Daten:
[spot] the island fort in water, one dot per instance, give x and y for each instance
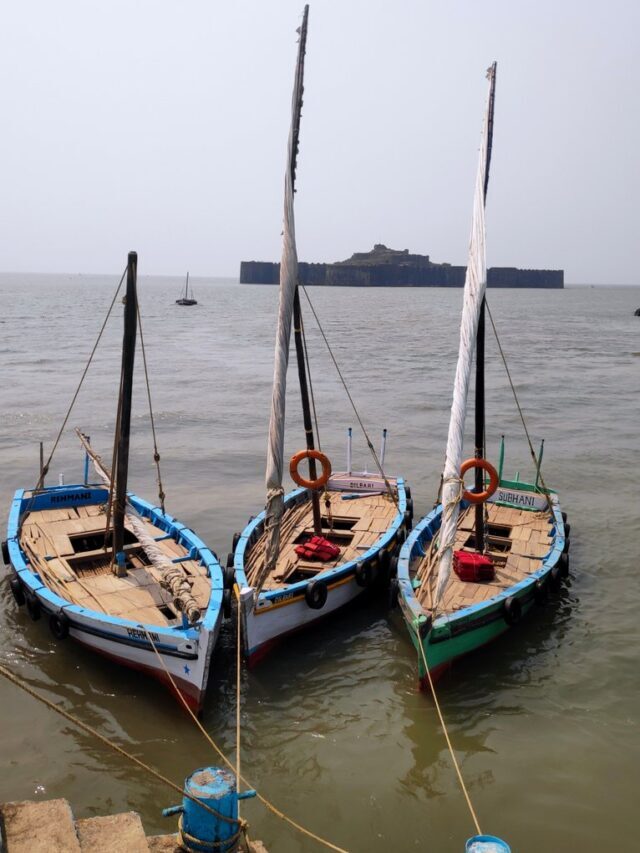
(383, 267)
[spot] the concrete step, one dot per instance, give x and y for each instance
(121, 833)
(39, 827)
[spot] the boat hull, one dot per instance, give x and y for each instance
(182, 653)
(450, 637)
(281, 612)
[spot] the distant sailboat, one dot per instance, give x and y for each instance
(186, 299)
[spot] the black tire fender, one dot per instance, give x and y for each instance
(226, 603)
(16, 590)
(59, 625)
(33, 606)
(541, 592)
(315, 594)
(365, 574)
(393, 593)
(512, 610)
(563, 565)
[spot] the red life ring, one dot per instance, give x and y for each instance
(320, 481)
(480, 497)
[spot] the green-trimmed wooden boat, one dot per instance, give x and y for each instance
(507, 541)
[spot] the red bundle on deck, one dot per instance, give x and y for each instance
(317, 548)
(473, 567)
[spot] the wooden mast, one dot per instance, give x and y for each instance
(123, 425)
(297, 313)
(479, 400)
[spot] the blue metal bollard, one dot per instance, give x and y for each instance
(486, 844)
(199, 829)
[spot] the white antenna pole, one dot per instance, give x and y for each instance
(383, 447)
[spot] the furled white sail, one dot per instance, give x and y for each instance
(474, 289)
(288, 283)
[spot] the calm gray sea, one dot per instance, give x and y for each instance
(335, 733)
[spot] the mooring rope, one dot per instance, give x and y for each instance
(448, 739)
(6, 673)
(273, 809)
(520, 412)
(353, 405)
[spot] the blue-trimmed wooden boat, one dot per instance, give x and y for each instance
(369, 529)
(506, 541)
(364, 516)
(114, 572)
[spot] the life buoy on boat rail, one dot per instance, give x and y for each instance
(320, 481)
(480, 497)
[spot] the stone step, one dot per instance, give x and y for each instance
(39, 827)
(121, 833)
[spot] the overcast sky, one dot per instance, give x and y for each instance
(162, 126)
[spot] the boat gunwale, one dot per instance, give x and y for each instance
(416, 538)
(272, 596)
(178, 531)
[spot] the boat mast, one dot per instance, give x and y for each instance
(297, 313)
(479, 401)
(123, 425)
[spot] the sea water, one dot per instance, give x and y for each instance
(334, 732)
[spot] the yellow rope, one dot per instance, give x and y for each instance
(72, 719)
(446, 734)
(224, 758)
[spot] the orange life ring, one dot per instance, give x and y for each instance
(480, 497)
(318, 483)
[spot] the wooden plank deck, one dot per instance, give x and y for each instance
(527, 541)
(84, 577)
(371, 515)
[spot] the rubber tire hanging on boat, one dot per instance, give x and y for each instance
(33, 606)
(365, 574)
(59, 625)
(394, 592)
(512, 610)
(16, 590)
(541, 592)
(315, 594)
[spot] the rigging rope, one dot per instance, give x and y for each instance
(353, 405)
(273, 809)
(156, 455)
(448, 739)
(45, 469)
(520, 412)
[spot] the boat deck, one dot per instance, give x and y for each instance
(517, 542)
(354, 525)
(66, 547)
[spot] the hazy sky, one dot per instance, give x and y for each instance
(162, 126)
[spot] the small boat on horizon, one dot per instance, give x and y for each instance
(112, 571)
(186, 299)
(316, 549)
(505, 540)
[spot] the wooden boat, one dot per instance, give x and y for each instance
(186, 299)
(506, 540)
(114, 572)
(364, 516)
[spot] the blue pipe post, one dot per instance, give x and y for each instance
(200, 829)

---

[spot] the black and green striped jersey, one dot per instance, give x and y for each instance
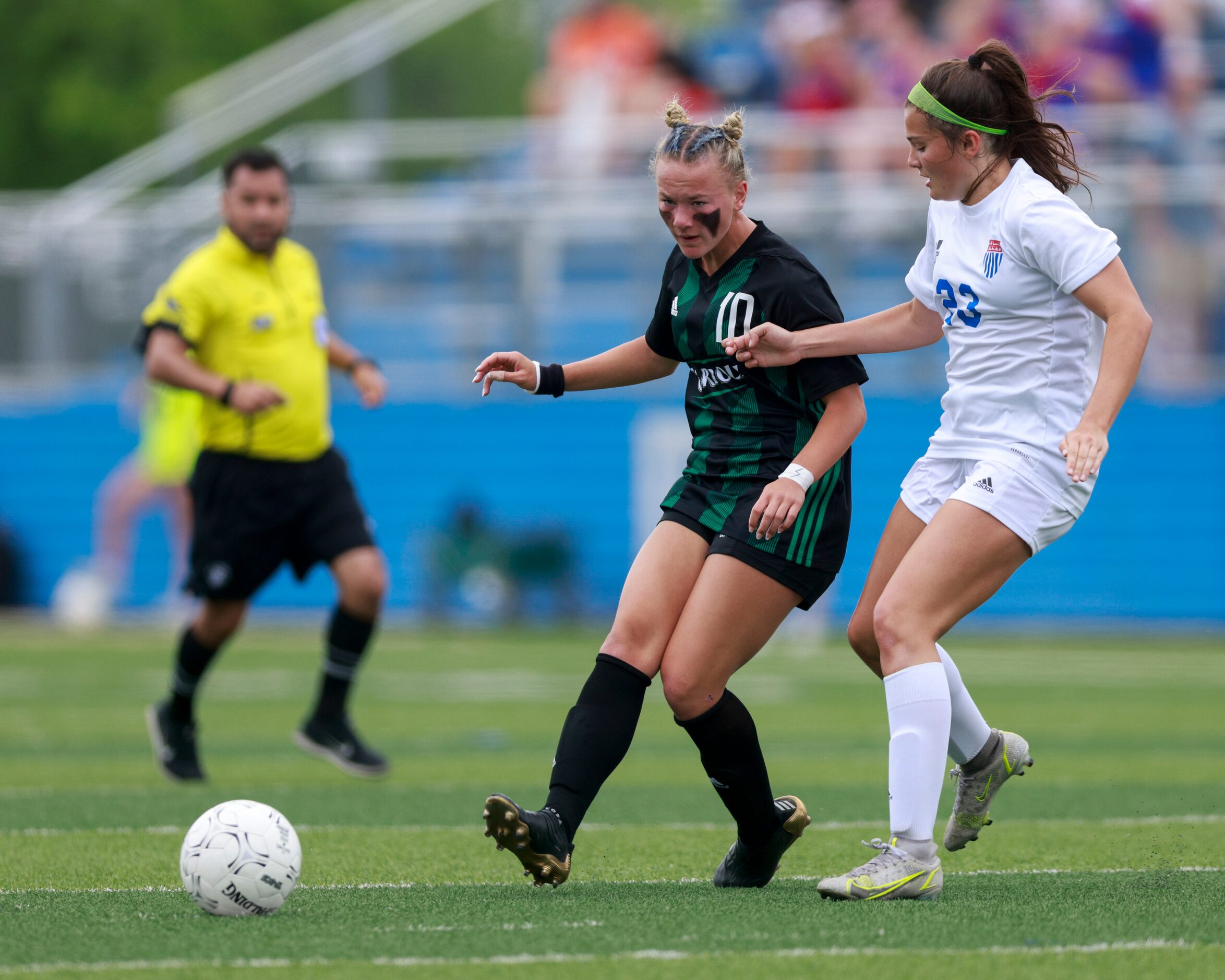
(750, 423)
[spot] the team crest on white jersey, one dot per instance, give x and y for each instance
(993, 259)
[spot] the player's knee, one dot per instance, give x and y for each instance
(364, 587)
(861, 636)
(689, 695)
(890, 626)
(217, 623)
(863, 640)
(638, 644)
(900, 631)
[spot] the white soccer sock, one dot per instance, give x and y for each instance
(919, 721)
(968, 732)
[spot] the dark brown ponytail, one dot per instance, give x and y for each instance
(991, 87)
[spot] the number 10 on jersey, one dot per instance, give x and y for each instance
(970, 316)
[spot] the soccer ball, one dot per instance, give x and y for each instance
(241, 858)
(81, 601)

Aufgabenstellung:
Zähle, wie viele Zeilen der Daten oben das Wort „tire“ enthalten, und gib nur diese Zahl an.

Musterlösung:
2